* _EXERCISE_
Extract each line of the listing below that contains the string "patch". Copy every such line in full.

* _DATA EXCERPTS_
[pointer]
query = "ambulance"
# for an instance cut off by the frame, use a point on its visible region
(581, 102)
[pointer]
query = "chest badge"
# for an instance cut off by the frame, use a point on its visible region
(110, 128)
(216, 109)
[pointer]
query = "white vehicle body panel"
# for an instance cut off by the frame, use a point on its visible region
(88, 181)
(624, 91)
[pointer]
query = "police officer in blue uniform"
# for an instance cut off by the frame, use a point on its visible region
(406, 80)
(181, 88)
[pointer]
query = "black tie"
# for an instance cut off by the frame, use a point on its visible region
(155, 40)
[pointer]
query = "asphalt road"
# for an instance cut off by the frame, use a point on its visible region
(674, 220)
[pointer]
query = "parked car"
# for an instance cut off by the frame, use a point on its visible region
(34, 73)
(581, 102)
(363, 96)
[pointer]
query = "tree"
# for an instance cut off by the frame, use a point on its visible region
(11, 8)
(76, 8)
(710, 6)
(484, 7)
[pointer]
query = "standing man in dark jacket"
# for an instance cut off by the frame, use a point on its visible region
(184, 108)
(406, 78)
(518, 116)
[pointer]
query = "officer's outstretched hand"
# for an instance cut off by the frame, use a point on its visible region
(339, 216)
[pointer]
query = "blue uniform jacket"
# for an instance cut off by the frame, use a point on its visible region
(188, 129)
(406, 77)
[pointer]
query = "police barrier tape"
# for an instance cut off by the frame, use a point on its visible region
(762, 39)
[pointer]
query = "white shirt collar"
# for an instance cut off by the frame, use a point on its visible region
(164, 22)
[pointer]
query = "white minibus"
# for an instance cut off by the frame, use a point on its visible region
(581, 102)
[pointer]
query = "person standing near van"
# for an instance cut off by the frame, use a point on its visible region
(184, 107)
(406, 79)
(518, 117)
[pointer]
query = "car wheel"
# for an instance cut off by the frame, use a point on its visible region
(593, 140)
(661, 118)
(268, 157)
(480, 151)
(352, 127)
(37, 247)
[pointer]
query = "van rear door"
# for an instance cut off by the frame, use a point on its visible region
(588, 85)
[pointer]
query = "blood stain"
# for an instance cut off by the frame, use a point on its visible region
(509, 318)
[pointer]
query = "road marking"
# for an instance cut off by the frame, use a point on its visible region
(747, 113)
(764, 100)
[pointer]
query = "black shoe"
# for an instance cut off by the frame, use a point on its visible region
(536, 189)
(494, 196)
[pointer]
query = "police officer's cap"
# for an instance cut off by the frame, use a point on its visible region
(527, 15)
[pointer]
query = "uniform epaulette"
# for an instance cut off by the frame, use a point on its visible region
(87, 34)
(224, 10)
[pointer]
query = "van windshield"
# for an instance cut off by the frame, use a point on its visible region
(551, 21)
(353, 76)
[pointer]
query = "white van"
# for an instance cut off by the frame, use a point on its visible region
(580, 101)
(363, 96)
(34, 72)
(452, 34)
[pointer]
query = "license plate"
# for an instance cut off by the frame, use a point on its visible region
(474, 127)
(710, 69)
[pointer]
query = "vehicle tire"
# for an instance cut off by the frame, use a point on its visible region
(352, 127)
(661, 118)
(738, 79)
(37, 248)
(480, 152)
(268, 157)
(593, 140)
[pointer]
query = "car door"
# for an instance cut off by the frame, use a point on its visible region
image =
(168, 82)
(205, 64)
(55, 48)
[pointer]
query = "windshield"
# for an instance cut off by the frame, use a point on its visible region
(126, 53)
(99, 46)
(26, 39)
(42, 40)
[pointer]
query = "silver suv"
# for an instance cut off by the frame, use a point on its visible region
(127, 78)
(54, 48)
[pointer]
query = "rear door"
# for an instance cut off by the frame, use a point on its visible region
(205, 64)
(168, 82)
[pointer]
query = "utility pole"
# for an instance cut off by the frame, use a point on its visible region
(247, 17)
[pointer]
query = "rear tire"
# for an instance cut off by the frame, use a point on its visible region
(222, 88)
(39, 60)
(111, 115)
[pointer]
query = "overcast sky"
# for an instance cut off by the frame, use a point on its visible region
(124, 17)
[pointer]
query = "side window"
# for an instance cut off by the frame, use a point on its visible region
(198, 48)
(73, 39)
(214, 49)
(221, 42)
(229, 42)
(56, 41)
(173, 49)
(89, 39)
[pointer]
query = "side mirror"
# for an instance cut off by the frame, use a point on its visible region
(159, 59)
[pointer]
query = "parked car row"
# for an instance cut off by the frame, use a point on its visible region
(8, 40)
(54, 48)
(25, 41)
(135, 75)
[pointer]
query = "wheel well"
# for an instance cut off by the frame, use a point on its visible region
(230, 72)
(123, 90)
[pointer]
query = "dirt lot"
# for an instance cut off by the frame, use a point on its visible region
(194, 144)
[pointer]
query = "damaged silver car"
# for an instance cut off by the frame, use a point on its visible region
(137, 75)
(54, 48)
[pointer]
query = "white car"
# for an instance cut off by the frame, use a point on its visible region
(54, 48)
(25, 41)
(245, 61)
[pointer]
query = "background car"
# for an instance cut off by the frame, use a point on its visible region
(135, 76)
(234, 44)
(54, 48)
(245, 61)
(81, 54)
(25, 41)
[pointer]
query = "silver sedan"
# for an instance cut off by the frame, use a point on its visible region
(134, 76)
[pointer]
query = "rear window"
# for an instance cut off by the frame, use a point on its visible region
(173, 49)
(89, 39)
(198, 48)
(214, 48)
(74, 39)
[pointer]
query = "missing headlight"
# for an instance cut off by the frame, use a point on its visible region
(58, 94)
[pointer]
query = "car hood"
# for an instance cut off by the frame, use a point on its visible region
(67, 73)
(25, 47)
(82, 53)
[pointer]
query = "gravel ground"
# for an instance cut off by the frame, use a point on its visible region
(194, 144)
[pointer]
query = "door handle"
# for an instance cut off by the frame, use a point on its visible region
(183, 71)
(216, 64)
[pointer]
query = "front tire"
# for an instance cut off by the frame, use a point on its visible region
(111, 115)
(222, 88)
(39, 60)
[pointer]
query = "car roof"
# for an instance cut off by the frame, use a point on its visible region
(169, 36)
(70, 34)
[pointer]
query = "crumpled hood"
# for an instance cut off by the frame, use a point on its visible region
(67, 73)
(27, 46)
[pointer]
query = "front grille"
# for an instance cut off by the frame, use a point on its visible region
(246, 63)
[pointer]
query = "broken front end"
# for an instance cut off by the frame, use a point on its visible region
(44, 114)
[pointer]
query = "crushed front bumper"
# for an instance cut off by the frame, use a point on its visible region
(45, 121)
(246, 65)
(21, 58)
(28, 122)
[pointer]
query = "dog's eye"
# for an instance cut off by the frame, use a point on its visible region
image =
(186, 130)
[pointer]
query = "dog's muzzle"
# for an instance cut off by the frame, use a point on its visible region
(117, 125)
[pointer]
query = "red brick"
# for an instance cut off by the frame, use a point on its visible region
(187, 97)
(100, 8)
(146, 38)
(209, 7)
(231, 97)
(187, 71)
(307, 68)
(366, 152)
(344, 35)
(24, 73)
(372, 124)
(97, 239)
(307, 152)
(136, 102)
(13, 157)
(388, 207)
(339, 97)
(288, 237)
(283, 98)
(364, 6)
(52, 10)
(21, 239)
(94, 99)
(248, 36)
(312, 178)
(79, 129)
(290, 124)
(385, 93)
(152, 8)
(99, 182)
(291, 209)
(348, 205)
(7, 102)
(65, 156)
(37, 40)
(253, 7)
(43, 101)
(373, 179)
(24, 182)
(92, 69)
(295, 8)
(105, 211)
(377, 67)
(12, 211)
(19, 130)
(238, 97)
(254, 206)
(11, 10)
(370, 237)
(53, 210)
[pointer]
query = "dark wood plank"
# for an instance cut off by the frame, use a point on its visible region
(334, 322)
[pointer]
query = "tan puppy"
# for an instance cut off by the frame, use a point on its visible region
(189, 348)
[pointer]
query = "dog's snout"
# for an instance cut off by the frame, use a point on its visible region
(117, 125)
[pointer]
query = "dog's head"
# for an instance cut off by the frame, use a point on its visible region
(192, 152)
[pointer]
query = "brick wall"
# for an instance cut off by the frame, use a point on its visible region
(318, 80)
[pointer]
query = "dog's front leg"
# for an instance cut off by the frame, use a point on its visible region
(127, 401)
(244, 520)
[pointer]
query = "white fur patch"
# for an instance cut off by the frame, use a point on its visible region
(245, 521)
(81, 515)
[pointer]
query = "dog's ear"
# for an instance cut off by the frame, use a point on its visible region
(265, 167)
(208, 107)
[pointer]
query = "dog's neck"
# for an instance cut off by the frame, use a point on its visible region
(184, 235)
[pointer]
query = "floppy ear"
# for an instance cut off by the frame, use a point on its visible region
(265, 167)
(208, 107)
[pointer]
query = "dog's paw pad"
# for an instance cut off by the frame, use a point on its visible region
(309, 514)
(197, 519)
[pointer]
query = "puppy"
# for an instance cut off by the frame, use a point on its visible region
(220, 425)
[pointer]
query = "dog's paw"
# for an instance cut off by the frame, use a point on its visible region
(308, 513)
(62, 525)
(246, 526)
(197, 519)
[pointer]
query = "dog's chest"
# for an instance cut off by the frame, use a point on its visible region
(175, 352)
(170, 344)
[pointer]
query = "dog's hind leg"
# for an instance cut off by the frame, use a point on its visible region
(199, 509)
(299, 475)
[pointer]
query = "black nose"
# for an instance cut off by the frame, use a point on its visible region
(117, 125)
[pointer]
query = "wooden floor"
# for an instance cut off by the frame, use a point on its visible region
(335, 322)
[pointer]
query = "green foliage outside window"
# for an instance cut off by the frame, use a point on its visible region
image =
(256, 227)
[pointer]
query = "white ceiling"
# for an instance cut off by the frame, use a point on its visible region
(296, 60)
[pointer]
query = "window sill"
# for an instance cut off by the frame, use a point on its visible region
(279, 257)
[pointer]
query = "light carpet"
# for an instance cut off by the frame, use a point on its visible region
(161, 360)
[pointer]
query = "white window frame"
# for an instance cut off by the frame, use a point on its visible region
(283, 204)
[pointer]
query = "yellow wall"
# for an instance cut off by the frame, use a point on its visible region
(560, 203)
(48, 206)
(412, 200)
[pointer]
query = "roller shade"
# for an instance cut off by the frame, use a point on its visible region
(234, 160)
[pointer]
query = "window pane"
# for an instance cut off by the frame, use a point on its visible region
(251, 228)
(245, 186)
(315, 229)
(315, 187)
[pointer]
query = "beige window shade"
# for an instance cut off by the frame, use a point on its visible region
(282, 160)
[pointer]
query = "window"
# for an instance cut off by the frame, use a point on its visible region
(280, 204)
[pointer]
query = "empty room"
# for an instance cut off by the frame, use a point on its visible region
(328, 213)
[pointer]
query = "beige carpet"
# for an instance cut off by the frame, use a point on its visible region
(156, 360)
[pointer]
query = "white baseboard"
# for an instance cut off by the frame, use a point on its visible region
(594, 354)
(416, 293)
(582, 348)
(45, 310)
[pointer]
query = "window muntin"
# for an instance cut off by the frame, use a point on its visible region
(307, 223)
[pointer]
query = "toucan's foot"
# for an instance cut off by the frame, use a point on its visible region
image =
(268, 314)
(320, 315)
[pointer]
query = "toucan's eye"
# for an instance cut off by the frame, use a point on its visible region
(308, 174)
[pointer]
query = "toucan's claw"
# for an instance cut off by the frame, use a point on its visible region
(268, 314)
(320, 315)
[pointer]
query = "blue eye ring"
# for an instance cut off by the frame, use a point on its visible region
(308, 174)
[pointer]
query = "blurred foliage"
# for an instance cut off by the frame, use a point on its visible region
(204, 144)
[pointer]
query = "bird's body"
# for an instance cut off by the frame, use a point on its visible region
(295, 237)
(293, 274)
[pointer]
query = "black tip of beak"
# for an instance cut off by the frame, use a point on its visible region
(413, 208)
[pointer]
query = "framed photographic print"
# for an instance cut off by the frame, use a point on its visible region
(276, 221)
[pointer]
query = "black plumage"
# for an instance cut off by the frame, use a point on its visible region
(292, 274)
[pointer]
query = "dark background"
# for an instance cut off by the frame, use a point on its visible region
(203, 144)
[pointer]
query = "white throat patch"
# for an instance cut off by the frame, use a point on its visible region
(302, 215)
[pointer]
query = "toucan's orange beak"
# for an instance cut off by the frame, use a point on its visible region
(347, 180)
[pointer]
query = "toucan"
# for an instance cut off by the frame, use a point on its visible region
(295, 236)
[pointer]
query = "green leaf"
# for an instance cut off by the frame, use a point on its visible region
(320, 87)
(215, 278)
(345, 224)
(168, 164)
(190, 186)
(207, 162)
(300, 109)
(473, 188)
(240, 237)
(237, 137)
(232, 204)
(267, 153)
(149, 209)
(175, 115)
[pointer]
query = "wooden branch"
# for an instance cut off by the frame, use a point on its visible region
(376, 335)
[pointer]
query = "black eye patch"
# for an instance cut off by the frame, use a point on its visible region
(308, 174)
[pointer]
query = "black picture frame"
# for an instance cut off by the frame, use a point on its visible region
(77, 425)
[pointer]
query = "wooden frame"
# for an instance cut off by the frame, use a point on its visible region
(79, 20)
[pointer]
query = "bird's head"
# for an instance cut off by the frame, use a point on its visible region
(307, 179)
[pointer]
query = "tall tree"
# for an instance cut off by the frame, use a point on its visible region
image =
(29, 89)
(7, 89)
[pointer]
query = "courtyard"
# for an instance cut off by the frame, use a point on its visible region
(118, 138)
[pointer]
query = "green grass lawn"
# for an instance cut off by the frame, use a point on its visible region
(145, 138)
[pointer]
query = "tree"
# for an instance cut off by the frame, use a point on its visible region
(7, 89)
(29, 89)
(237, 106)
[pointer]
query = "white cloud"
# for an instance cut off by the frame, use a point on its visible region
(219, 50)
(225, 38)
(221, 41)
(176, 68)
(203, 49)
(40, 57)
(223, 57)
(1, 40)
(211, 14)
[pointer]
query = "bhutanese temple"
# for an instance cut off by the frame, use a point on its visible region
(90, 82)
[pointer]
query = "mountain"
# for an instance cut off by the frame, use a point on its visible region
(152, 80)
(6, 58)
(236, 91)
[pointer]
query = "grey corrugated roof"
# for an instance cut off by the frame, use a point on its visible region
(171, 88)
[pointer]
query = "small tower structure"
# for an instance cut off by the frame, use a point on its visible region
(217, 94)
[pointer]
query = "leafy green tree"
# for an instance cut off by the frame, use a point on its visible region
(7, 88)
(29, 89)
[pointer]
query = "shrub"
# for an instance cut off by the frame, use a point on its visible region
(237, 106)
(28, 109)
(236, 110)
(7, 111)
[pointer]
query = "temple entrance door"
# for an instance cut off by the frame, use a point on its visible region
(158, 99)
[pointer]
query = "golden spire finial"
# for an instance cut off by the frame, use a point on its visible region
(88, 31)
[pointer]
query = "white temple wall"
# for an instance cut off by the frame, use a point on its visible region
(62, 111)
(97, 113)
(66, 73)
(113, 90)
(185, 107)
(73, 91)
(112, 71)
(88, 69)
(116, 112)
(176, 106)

* _ANSWER TO THIS EXERCISE_
query = "white fur patch"
query = "white throat patch"
query = "black eye patch"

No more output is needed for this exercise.